++++ Records to process ++++

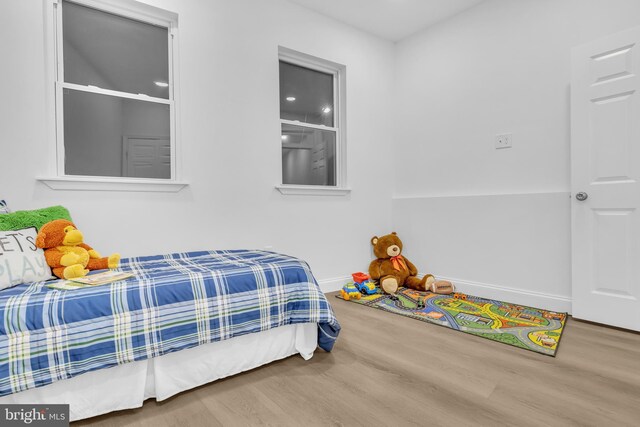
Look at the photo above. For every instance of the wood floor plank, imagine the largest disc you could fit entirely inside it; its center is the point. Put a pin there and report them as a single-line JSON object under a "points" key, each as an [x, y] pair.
{"points": [[391, 370]]}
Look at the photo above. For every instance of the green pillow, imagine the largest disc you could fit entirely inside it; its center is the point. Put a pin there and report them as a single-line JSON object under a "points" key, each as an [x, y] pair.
{"points": [[24, 219]]}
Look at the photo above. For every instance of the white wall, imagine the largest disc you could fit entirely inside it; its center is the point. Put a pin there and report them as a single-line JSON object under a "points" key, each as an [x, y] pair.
{"points": [[230, 139], [497, 220]]}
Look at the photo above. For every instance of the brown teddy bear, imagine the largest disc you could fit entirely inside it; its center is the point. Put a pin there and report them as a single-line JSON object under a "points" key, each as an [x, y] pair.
{"points": [[392, 270], [67, 254]]}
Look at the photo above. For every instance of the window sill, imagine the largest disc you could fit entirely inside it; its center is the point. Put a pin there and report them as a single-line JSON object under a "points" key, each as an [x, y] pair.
{"points": [[82, 183], [312, 190]]}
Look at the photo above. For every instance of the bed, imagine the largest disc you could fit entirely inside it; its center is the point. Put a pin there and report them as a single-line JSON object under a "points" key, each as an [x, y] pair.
{"points": [[183, 320]]}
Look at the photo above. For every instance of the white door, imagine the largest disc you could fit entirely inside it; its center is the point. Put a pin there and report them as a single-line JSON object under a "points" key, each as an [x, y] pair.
{"points": [[605, 162], [147, 157]]}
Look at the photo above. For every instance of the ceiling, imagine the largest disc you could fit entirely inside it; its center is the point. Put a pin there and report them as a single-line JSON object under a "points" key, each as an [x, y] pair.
{"points": [[390, 19]]}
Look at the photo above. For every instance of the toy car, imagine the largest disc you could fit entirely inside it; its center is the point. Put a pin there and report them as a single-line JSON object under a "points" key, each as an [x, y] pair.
{"points": [[360, 277], [367, 287], [349, 291]]}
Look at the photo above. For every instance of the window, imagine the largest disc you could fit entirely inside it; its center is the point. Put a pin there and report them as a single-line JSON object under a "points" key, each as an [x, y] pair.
{"points": [[312, 125], [114, 92]]}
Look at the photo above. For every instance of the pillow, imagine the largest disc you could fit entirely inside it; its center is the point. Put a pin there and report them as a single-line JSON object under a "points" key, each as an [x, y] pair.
{"points": [[25, 219], [20, 260]]}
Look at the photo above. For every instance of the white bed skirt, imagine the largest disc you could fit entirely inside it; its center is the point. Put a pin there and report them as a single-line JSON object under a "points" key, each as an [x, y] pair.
{"points": [[127, 386]]}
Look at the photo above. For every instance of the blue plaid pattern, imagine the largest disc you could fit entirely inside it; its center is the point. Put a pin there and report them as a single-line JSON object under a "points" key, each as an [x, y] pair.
{"points": [[174, 302]]}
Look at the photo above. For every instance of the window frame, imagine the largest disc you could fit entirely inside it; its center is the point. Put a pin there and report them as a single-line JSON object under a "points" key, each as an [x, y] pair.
{"points": [[55, 77], [338, 71]]}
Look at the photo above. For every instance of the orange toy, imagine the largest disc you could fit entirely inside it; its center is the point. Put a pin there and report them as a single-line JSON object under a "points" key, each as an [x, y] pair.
{"points": [[67, 254]]}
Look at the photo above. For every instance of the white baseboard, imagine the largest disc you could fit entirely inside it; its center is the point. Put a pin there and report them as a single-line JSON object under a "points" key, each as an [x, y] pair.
{"points": [[546, 301], [335, 284]]}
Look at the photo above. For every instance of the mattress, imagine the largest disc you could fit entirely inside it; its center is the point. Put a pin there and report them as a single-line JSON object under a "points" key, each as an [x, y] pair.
{"points": [[92, 394], [173, 302]]}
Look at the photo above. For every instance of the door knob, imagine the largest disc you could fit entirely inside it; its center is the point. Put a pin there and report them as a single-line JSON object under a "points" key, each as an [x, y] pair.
{"points": [[582, 196]]}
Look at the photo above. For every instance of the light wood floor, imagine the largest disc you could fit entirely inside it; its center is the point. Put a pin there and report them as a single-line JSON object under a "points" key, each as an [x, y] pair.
{"points": [[391, 370]]}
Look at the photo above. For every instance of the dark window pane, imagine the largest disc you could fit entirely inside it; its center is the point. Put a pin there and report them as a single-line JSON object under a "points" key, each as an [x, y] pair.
{"points": [[112, 136], [306, 95], [308, 156], [112, 52]]}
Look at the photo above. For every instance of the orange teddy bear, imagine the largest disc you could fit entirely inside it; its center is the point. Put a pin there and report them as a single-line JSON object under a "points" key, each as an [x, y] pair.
{"points": [[392, 270], [67, 254]]}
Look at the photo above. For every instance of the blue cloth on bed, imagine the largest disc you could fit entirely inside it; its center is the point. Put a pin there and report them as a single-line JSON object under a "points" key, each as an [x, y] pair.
{"points": [[174, 302]]}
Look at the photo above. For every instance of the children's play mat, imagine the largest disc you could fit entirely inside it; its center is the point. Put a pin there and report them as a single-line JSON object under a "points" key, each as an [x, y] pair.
{"points": [[526, 327]]}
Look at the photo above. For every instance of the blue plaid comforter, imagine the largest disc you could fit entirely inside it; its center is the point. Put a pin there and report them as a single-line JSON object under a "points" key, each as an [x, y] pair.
{"points": [[175, 302]]}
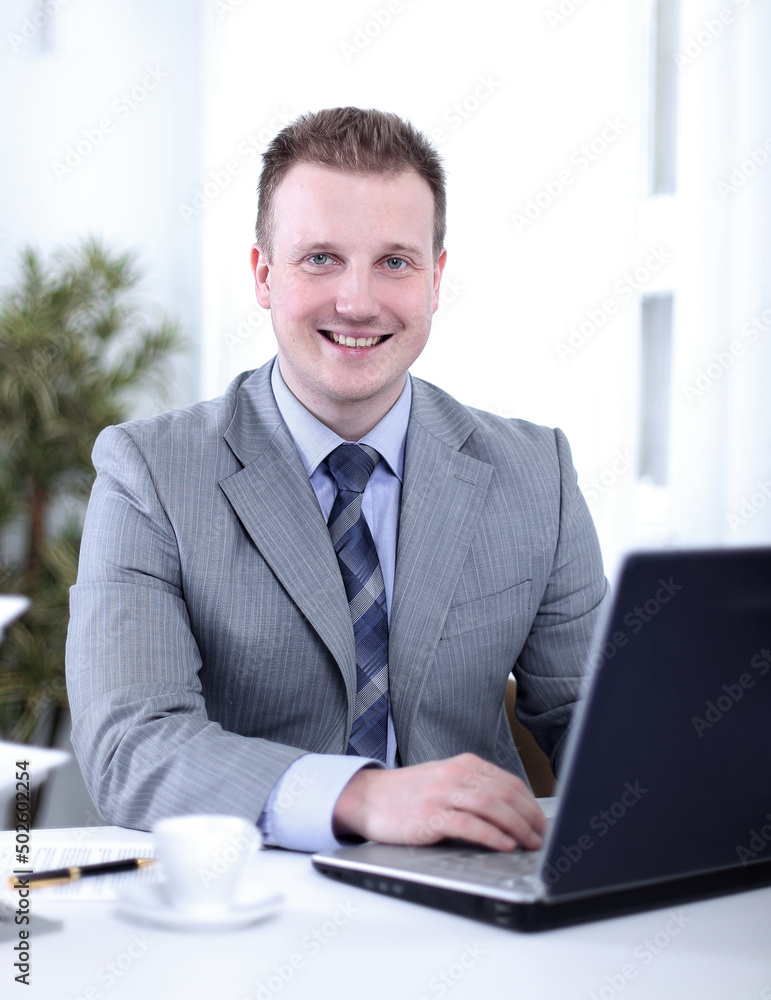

++++

» **Given problem**
Put each line of the items above into a JSON list of strings, one string per line, with blank lines dropped. Leave the pictures out.

» **Task response**
[
  "Look at the photo above. For every instance of the wood floor plank, imagine the largest disc you could fit entirely inside it; its center is the point. Put a pin there and report them as a single-line JSON object under a \"points\" key, each as an [x, y] pair.",
  "{\"points\": [[391, 370]]}",
  "Look at the photo above. For every instance of the green pillow, imagine the largest disc you could fit entirely inside it; its center is the point. Put a pin there and report them as a single-line JSON object under a \"points\" key, each as an [x, y] pair.",
  "{\"points\": [[24, 219]]}",
  "Look at the photo above. For every instance of the white wall, imagine the largest disc you could fit entirely inside it; its center is the point. Put a pin there and report them as a single-line JSON object under a \"points\" key, each as an [x, y] pair.",
  "{\"points\": [[230, 139], [497, 220]]}",
  "Look at the photo above. For every instance of the brown teddy bear, imagine the largest disc you could fit entirely inside it; its center is the point. Put a pin there and report them as a single-line JSON object under a \"points\" key, each as an [x, y] pair.",
  "{\"points\": [[392, 270], [67, 254]]}",
  "Look at the photo above. For every instance of the window sill, imagine the largest disc you could fit entirely inside it; its center is the point. Put a pin there and report them as a single-line JSON object under a \"points\" key, each as an [x, y] pair.",
  "{\"points\": [[82, 183], [312, 190]]}",
  "Look at the photo above. For every instance of the bed, imagine the largest disc you could fit entirely inside it; its center is the point. Put a pin there and report them as a single-line JSON object under a \"points\" key, each as an [x, y] pair.",
  "{\"points\": [[183, 320]]}",
  "Look at the photo above. For every instance of the white door, imagine the largest disc you could fit entirely inside it; its center is the point. Put a pin there and report them as a single-line JSON object under a \"points\" key, each as an [x, y] pair.",
  "{\"points\": [[605, 162], [147, 157]]}",
  "Look at the photo above. For every instance of the ceiling, imagine the largest disc you could fit entirely inside it; its center is the point. Put a pin there and report them as a single-line JSON object under a \"points\" key, each as an [x, y] pair.",
  "{\"points\": [[390, 19]]}",
  "Look at the photo above. For every instance of the toy car, imagine the largest disc you could fit entirely inside it; its center is the point. Put a pin there and report them as a single-line JSON object under a \"points\" key, each as an [x, y] pair.",
  "{\"points\": [[360, 277], [367, 287], [349, 291]]}",
  "Look at the photo above. For every instance of the window, imagine the largest disc you could fit entirely inside it; its center is the point. Put a pin there and report them as a single-line JSON object under a \"points\" key, each as an [x, y] pair.",
  "{\"points\": [[312, 125], [114, 92]]}",
  "Look at the photo above. For every instance of the pillow, imagine the largest disc you could fit entirely inside it; its center is the point. Put a pin there and report them as a single-line JSON object under a \"points\" key, each as an [x, y] pair.",
  "{\"points\": [[25, 219], [20, 260]]}",
  "Look at the photo above. For every instance of the white bed skirt, imagine the largest disc you could fit entirely inside it; its center is the point. Put a pin there and report them as a single-line JSON object under a \"points\" key, each as an [x, y] pair.",
  "{\"points\": [[127, 386]]}",
  "Look at the photo above. For every instance of the blue plaid pattern, imagine the largest disc you could fit entirely inside it; its center is the point. Put a pin there and report them as a single-line JSON object under a \"points\" key, each as an [x, y] pair.",
  "{\"points\": [[174, 302]]}",
  "Look at the photo above. For every instance of the window frame, imagine the largest disc you could fit entirely inside it; its center is the point. Put a pin there and report them as a single-line JSON object under a \"points\" key, each as an [x, y] pair.",
  "{\"points\": [[55, 77], [338, 71]]}",
  "Look at the photo above. For every instance of the orange toy, imagine the largest disc you could fit entirely inside it; its center is the point. Put a pin there and report them as a single-line JSON object under a \"points\" key, each as an [x, y] pair.",
  "{\"points\": [[67, 254]]}",
  "Look at the photo above. For every instance of the white baseboard, imagine the largest disc you could fit entirely inside it; its center is the point. Put a pin there and report them as a single-line JSON object under a \"points\" key, each as an [x, y] pair.",
  "{\"points\": [[546, 301], [335, 284]]}",
  "Look at the photo above. For every instance of the mattress, imagine the largest disc you could fit entirely inside it; its center is the point. Put a pin there and report them as a single-line JSON object under a \"points\" key, each as an [x, y] pair.",
  "{\"points\": [[92, 394], [173, 302]]}",
  "Look at the photo above. For every instance of the door knob, imagine the largest disc you could fit entirely inside it; its center is the point. Put a pin there and report them as a single-line JSON object under a \"points\" key, each as an [x, y] pair.",
  "{\"points\": [[582, 196]]}",
  "Look at the photo above. For every instance of the light wood floor, imagine the largest disc you could fit entirely inside it; its center is the point. Put a pin there and report them as a single-line JSON object under a \"points\" key, each as an [x, y] pair.",
  "{\"points\": [[391, 370]]}",
  "Look at the photo above. For every instance of the dark window pane, imagine the largest disc you could fit entirely inside it; its center is the point. Put a pin there and report them as a single-line JSON object under a \"points\" key, each as an [x, y] pair.",
  "{\"points\": [[112, 136], [306, 95], [308, 156], [112, 52]]}",
  "Look at the photo above. For every instance of the orange teddy bear, imagine the largest disc you could fit entirely inside it; its center is the point. Put a pin there and report them as a single-line JSON object under a \"points\" key, each as an [x, y] pair.",
  "{\"points\": [[392, 270], [67, 254]]}",
  "Look at the photo above. For every instance of the blue cloth on bed, imagine the largest disc you could fit entirely inside it; its center is the point. Put a pin there and report them as a single-line JSON object under a \"points\" key, each as an [x, y] pair.",
  "{\"points\": [[174, 302]]}",
  "Look at the photo above. For every instance of the children's play mat, imagine the largest disc you could fit entirely inside it; its center is the point. Put a pin there and report them as a single-line JSON object under a \"points\" key, each as an [x, y] pair.",
  "{\"points\": [[526, 327]]}",
  "Look at the photo above. For every instance of the blue plaid comforter, imagine the largest disc you could fit entirely inside it; its center is the point. Put a pin there and report them as a single-line JSON object under a \"points\" key, each as an [x, y] pair.",
  "{\"points\": [[175, 302]]}"
]